**Written instruction:**
Repeat verbatim every line of the material, beginning at the line that holds "target | shoreline" and ending at its last line.

**Data lines:**
============================================================
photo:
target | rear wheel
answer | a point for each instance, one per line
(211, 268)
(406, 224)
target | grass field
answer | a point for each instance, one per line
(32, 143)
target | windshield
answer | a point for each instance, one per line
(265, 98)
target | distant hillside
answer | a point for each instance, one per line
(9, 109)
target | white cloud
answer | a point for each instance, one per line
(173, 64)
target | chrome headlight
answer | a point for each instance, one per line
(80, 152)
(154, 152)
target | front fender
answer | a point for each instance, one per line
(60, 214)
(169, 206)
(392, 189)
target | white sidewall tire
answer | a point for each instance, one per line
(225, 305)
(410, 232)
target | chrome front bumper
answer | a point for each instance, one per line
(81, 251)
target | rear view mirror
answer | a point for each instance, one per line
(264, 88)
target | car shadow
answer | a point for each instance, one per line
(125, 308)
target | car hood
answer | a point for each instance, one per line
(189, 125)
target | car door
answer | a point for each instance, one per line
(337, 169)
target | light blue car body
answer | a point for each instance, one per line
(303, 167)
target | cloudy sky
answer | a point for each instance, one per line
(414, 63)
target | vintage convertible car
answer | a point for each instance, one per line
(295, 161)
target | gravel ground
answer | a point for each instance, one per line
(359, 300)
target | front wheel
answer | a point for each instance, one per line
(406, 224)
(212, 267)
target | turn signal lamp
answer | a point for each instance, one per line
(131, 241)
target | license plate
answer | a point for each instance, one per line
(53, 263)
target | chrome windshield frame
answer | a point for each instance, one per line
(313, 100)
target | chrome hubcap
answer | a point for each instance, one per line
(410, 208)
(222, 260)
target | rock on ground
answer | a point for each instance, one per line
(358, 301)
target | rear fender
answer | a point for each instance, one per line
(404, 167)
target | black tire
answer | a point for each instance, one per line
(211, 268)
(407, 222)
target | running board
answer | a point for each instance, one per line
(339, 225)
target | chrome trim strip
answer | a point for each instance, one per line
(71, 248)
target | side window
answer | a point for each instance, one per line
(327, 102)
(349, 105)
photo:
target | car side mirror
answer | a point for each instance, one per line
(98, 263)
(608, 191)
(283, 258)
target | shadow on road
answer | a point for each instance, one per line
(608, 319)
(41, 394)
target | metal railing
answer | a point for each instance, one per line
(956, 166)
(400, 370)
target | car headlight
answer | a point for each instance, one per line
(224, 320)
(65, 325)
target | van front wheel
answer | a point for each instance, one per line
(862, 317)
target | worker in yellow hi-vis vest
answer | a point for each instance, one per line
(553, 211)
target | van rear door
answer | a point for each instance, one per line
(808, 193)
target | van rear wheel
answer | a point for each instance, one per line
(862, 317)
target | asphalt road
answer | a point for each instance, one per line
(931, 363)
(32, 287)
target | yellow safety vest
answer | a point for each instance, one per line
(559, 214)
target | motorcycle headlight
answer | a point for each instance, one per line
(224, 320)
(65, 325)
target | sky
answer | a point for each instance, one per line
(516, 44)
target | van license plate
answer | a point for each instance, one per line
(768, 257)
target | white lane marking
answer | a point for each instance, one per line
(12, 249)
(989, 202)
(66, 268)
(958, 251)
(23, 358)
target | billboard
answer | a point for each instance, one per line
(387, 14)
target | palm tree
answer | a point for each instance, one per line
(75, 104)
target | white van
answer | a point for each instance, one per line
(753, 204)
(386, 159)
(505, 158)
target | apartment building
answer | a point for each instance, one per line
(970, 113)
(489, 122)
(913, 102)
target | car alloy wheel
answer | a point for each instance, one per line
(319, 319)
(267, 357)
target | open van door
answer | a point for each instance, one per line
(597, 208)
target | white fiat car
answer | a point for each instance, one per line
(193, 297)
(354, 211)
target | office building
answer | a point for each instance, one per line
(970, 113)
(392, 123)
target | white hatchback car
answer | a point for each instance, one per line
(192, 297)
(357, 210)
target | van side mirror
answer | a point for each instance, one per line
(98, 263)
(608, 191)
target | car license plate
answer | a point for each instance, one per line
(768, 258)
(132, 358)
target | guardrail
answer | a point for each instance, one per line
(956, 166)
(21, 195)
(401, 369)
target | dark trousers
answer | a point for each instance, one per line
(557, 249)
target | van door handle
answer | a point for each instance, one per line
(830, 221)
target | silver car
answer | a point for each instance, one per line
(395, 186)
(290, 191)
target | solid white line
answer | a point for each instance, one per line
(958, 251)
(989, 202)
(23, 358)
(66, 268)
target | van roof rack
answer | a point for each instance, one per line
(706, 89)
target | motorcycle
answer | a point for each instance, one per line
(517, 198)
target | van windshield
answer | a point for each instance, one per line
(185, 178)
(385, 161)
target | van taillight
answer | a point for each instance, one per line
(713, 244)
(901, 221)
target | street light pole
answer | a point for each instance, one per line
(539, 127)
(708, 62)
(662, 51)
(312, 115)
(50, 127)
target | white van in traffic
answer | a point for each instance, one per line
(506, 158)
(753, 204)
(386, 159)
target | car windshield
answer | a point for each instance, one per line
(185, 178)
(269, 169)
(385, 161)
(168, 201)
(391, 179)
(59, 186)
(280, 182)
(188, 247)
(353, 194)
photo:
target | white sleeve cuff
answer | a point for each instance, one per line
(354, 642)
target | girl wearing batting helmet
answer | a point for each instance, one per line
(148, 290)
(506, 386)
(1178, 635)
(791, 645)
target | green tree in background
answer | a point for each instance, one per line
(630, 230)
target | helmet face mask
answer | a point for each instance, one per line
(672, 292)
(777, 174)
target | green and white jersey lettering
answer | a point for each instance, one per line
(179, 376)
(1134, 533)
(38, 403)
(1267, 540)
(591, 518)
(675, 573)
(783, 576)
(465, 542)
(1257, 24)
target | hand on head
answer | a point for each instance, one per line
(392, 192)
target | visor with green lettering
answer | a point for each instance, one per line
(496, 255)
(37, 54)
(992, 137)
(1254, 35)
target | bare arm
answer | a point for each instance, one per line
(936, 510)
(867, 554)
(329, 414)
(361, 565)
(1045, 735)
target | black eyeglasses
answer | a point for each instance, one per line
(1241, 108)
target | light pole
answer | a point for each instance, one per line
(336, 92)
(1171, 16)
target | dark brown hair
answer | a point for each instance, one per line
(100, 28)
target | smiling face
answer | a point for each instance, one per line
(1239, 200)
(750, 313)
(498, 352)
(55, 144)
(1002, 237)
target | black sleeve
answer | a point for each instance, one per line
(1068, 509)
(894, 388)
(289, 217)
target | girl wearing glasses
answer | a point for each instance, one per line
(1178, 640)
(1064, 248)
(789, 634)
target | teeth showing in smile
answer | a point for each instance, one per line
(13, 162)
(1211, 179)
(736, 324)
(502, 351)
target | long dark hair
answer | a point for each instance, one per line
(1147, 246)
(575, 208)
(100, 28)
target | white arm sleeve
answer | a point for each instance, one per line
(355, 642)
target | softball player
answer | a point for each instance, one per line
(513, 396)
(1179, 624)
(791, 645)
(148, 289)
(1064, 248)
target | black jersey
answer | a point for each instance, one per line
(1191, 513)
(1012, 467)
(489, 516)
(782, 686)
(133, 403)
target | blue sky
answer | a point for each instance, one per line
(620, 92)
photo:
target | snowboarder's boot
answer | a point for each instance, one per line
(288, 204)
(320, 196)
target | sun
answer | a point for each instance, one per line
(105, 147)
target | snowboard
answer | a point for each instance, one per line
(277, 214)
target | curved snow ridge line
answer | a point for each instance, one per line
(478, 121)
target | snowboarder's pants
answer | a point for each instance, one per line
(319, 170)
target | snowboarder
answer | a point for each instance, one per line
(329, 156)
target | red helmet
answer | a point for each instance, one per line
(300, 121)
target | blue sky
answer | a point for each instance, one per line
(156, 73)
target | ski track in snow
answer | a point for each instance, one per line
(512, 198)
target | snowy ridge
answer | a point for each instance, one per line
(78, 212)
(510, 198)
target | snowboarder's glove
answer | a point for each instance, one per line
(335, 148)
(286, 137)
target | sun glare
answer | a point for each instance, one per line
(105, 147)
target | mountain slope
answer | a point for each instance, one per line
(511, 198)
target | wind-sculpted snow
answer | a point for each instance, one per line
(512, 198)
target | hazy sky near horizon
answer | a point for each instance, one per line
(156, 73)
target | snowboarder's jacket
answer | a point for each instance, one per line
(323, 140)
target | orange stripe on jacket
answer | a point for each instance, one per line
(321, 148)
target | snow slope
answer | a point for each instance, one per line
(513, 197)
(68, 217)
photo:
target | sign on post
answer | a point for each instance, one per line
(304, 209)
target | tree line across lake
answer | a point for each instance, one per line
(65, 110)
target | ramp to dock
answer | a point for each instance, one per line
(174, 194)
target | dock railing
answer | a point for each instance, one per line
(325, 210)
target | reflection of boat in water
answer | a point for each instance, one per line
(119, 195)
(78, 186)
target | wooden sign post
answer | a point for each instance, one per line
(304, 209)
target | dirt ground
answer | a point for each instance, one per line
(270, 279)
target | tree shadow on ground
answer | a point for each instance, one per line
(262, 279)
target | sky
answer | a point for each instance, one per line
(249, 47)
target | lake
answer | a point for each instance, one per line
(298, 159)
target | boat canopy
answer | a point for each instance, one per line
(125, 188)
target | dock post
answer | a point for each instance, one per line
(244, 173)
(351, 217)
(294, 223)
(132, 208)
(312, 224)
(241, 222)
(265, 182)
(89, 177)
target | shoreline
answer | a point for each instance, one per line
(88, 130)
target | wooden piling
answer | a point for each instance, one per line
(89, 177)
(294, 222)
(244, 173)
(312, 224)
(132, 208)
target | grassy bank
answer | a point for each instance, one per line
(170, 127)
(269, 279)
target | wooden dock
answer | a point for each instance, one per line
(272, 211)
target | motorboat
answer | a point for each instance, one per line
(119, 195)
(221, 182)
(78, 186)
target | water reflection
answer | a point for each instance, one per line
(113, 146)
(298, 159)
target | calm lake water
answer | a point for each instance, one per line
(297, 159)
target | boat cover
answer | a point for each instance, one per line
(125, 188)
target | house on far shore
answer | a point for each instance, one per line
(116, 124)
============================================================
**Complete output:**
target | shoreline
answer | a point for each instance, one per line
(88, 130)
target | wooden piling
answer | a point for each instance, one per line
(89, 177)
(294, 222)
(244, 173)
(312, 224)
(132, 208)
target | grassy bank
answer | a point for each instance, one per line
(170, 127)
(269, 279)
target | wooden dock
answer | a point for each instance, one per line
(272, 211)
target | motorboat
answer | a point for each instance, one per line
(119, 195)
(221, 182)
(78, 186)
target | water reflection
answer | a point for each instance, one per line
(113, 146)
(298, 159)
target | calm lake water
answer | a point for each instance, one per line
(297, 159)
target | boat cover
answer | a point for each instance, one per line
(125, 188)
target | house on far shore
answer | a point for each instance, one per line
(116, 124)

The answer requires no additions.